Skipping any pictures, give all of the records below again exactly.

--- Data listing Enclosed Below ---

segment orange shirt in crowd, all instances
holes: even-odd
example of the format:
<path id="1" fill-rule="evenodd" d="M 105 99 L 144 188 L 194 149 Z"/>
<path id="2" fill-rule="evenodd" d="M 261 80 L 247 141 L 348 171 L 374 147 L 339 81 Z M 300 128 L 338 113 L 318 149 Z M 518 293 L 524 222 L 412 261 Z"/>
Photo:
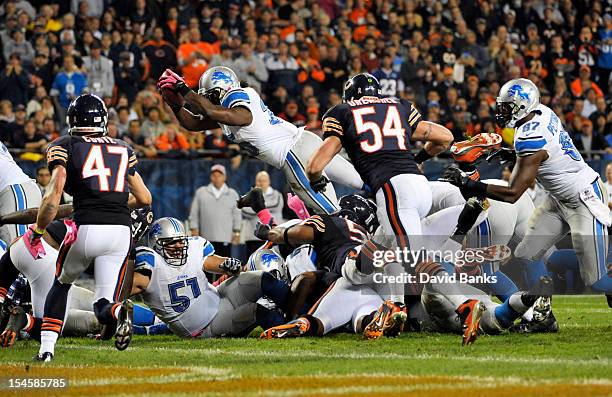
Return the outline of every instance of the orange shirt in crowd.
<path id="1" fill-rule="evenodd" d="M 597 94 L 597 96 L 604 96 L 604 93 L 601 88 L 599 88 L 599 86 L 594 82 L 591 82 L 591 88 L 593 89 L 593 91 L 595 91 L 595 94 Z M 570 84 L 570 89 L 572 90 L 572 94 L 574 94 L 575 97 L 579 97 L 584 94 L 582 92 L 582 83 L 580 82 L 579 78 L 572 81 L 572 84 Z"/>
<path id="2" fill-rule="evenodd" d="M 300 70 L 298 72 L 298 82 L 304 83 L 308 80 L 308 77 L 312 77 L 313 80 L 322 83 L 325 80 L 325 72 L 321 69 L 321 65 L 313 58 L 308 58 L 306 61 L 298 58 L 298 65 L 300 66 Z M 303 64 L 306 65 L 303 65 Z M 306 70 L 306 67 L 310 68 L 310 73 Z"/>
<path id="3" fill-rule="evenodd" d="M 189 142 L 185 135 L 178 132 L 176 134 L 176 139 L 172 142 L 168 139 L 168 133 L 161 133 L 157 139 L 155 140 L 155 147 L 158 150 L 168 151 L 168 150 L 189 150 Z"/>
<path id="4" fill-rule="evenodd" d="M 183 43 L 179 46 L 177 52 L 179 63 L 181 63 L 181 61 L 186 62 L 191 53 L 195 51 L 200 51 L 206 55 L 208 59 L 210 59 L 213 54 L 219 53 L 218 51 L 215 51 L 215 48 L 212 45 L 205 41 L 198 41 L 197 43 Z"/>
<path id="5" fill-rule="evenodd" d="M 198 85 L 200 76 L 202 76 L 206 69 L 208 69 L 208 62 L 206 62 L 206 59 L 196 59 L 183 66 L 183 78 L 185 79 L 187 87 L 195 88 Z"/>

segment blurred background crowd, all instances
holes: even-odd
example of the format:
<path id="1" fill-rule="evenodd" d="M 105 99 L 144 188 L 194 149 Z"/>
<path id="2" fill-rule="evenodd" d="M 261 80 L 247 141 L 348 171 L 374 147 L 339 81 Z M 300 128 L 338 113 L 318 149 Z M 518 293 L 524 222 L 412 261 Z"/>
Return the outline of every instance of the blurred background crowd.
<path id="1" fill-rule="evenodd" d="M 368 71 L 457 139 L 494 131 L 495 96 L 528 77 L 576 146 L 612 152 L 612 15 L 581 0 L 7 0 L 0 6 L 0 140 L 42 158 L 72 98 L 93 92 L 108 134 L 141 157 L 227 156 L 219 130 L 178 126 L 155 89 L 225 65 L 280 117 L 319 132 L 343 82 Z M 498 131 L 512 142 L 512 130 Z M 235 164 L 237 165 L 237 163 Z"/>

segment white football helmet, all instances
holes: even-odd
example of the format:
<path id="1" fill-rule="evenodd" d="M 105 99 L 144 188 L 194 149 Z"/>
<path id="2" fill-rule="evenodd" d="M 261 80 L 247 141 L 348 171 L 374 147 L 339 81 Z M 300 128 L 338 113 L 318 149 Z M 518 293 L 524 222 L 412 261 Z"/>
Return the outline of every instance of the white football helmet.
<path id="1" fill-rule="evenodd" d="M 200 77 L 198 94 L 219 105 L 223 96 L 236 88 L 240 88 L 240 80 L 236 73 L 225 66 L 214 66 Z"/>
<path id="2" fill-rule="evenodd" d="M 495 122 L 500 127 L 514 128 L 516 122 L 540 104 L 540 90 L 528 79 L 513 79 L 499 90 Z"/>
<path id="3" fill-rule="evenodd" d="M 258 249 L 247 262 L 250 271 L 263 270 L 270 272 L 279 280 L 288 280 L 287 266 L 283 258 L 270 249 Z"/>
<path id="4" fill-rule="evenodd" d="M 187 263 L 187 232 L 185 225 L 176 218 L 159 218 L 151 225 L 147 245 L 173 267 Z"/>

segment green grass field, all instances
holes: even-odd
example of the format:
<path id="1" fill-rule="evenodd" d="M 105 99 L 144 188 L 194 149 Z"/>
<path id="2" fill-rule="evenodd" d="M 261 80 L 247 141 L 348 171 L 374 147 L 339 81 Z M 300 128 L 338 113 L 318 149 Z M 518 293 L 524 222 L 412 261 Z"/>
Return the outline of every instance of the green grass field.
<path id="1" fill-rule="evenodd" d="M 33 364 L 34 341 L 0 351 L 0 377 L 66 377 L 65 389 L 22 395 L 76 396 L 612 396 L 612 309 L 603 297 L 556 297 L 558 334 L 404 334 L 293 340 L 111 342 L 61 339 L 51 364 Z M 5 382 L 6 383 L 6 382 Z M 7 390 L 3 390 L 7 391 Z M 11 391 L 8 391 L 9 394 Z"/>

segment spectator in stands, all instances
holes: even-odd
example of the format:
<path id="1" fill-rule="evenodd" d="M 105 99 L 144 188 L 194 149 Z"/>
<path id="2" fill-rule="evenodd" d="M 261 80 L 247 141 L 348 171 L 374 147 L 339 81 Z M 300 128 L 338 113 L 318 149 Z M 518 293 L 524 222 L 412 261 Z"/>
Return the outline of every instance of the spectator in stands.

--- End of Enclosed Data listing ---

Answer space -
segment orange shirt in crowd, all instances
holes: even-odd
example of the format:
<path id="1" fill-rule="evenodd" d="M 105 99 L 144 188 L 194 149 Z"/>
<path id="2" fill-rule="evenodd" d="M 261 80 L 247 141 L 348 171 L 374 147 L 339 81 Z M 300 128 L 338 113 L 318 149 Z M 518 293 L 524 222 L 412 261 Z"/>
Photo:
Return the outline of every instance of the orange shirt in crowd.
<path id="1" fill-rule="evenodd" d="M 597 94 L 597 96 L 604 96 L 604 93 L 601 88 L 599 88 L 599 86 L 594 82 L 591 82 L 591 88 L 593 89 L 593 91 L 595 91 L 595 94 Z M 570 84 L 570 89 L 572 90 L 572 94 L 574 94 L 575 97 L 579 97 L 584 94 L 582 92 L 582 83 L 580 82 L 579 78 L 572 81 L 572 84 Z"/>
<path id="2" fill-rule="evenodd" d="M 300 70 L 298 72 L 298 82 L 304 83 L 308 80 L 308 77 L 312 77 L 313 80 L 322 83 L 325 80 L 325 72 L 321 69 L 321 65 L 313 58 L 308 58 L 306 61 L 298 58 L 298 65 L 300 66 Z M 303 64 L 306 65 L 303 65 Z M 306 70 L 306 67 L 310 68 L 310 73 Z"/>
<path id="3" fill-rule="evenodd" d="M 189 142 L 185 135 L 178 132 L 176 134 L 176 139 L 172 142 L 168 139 L 168 133 L 161 133 L 157 139 L 155 140 L 155 147 L 158 150 L 168 151 L 168 150 L 189 150 Z"/>
<path id="4" fill-rule="evenodd" d="M 183 43 L 179 46 L 177 52 L 179 63 L 181 63 L 181 61 L 186 62 L 191 53 L 195 51 L 200 51 L 206 55 L 208 59 L 210 59 L 213 54 L 219 53 L 218 51 L 215 51 L 215 48 L 212 45 L 205 41 L 198 41 L 197 43 Z"/>
<path id="5" fill-rule="evenodd" d="M 198 85 L 200 76 L 202 76 L 206 69 L 208 69 L 208 62 L 206 62 L 206 59 L 196 59 L 183 66 L 183 78 L 185 79 L 187 87 L 195 88 Z"/>

segment blurred background crowd, all instances
holes: even-odd
example of the format:
<path id="1" fill-rule="evenodd" d="M 105 99 L 144 188 L 194 149 Z"/>
<path id="2" fill-rule="evenodd" d="M 261 80 L 247 141 L 348 171 L 374 147 L 339 81 Z M 300 128 L 338 113 L 318 149 Z M 518 293 L 524 222 L 412 261 Z"/>
Return the outline of every instance of the blurred background crowd.
<path id="1" fill-rule="evenodd" d="M 368 71 L 457 139 L 494 131 L 495 96 L 528 77 L 576 146 L 612 152 L 612 15 L 581 0 L 7 0 L 0 6 L 0 140 L 42 158 L 72 98 L 93 92 L 108 134 L 141 157 L 227 156 L 219 130 L 178 126 L 155 89 L 225 65 L 280 117 L 319 132 L 343 82 Z M 498 131 L 512 142 L 512 130 Z M 235 164 L 237 165 L 237 163 Z"/>

segment white football helmet, all instances
holes: even-odd
example of the format:
<path id="1" fill-rule="evenodd" d="M 105 99 L 144 188 L 194 149 Z"/>
<path id="2" fill-rule="evenodd" d="M 261 80 L 247 141 L 348 171 L 374 147 L 339 81 Z M 300 128 L 338 113 L 318 149 Z M 518 293 L 524 222 L 412 261 Z"/>
Return the outline of every instance of the white football helmet.
<path id="1" fill-rule="evenodd" d="M 200 77 L 198 94 L 219 105 L 223 96 L 236 88 L 240 88 L 240 80 L 236 73 L 225 66 L 214 66 Z"/>
<path id="2" fill-rule="evenodd" d="M 495 122 L 500 127 L 514 128 L 516 122 L 540 104 L 540 90 L 528 79 L 513 79 L 499 90 Z"/>
<path id="3" fill-rule="evenodd" d="M 258 249 L 247 262 L 250 271 L 263 270 L 270 272 L 279 280 L 288 280 L 287 266 L 283 258 L 270 249 Z"/>
<path id="4" fill-rule="evenodd" d="M 187 263 L 187 232 L 185 225 L 176 218 L 159 218 L 151 225 L 147 245 L 173 267 Z"/>

segment green grass field, all instances
holes: even-odd
example of the format:
<path id="1" fill-rule="evenodd" d="M 105 99 L 144 188 L 194 149 Z"/>
<path id="2" fill-rule="evenodd" d="M 261 80 L 247 141 L 348 171 L 374 147 L 339 81 Z M 300 128 L 338 113 L 318 149 Z M 518 293 L 524 222 L 412 261 Z"/>
Return the outline of every instance of the green grass field.
<path id="1" fill-rule="evenodd" d="M 33 364 L 34 341 L 0 351 L 0 377 L 66 377 L 65 389 L 22 395 L 76 396 L 612 396 L 612 309 L 603 297 L 556 297 L 558 334 L 404 334 L 293 340 L 111 342 L 61 339 L 51 364 Z M 5 382 L 6 383 L 6 382 Z M 7 390 L 3 390 L 7 391 Z M 11 391 L 8 391 L 9 394 Z"/>

segment spectator in stands, all instances
holes: even-odd
example of the format:
<path id="1" fill-rule="evenodd" d="M 105 99 L 144 188 L 194 149 Z"/>
<path id="2" fill-rule="evenodd" d="M 261 80 L 247 141 L 348 171 L 374 147 L 339 81 Z M 300 128 L 338 113 L 318 149 Z M 518 293 L 524 222 L 412 261 Z"/>
Return the outline of every instance of the spectator in stands.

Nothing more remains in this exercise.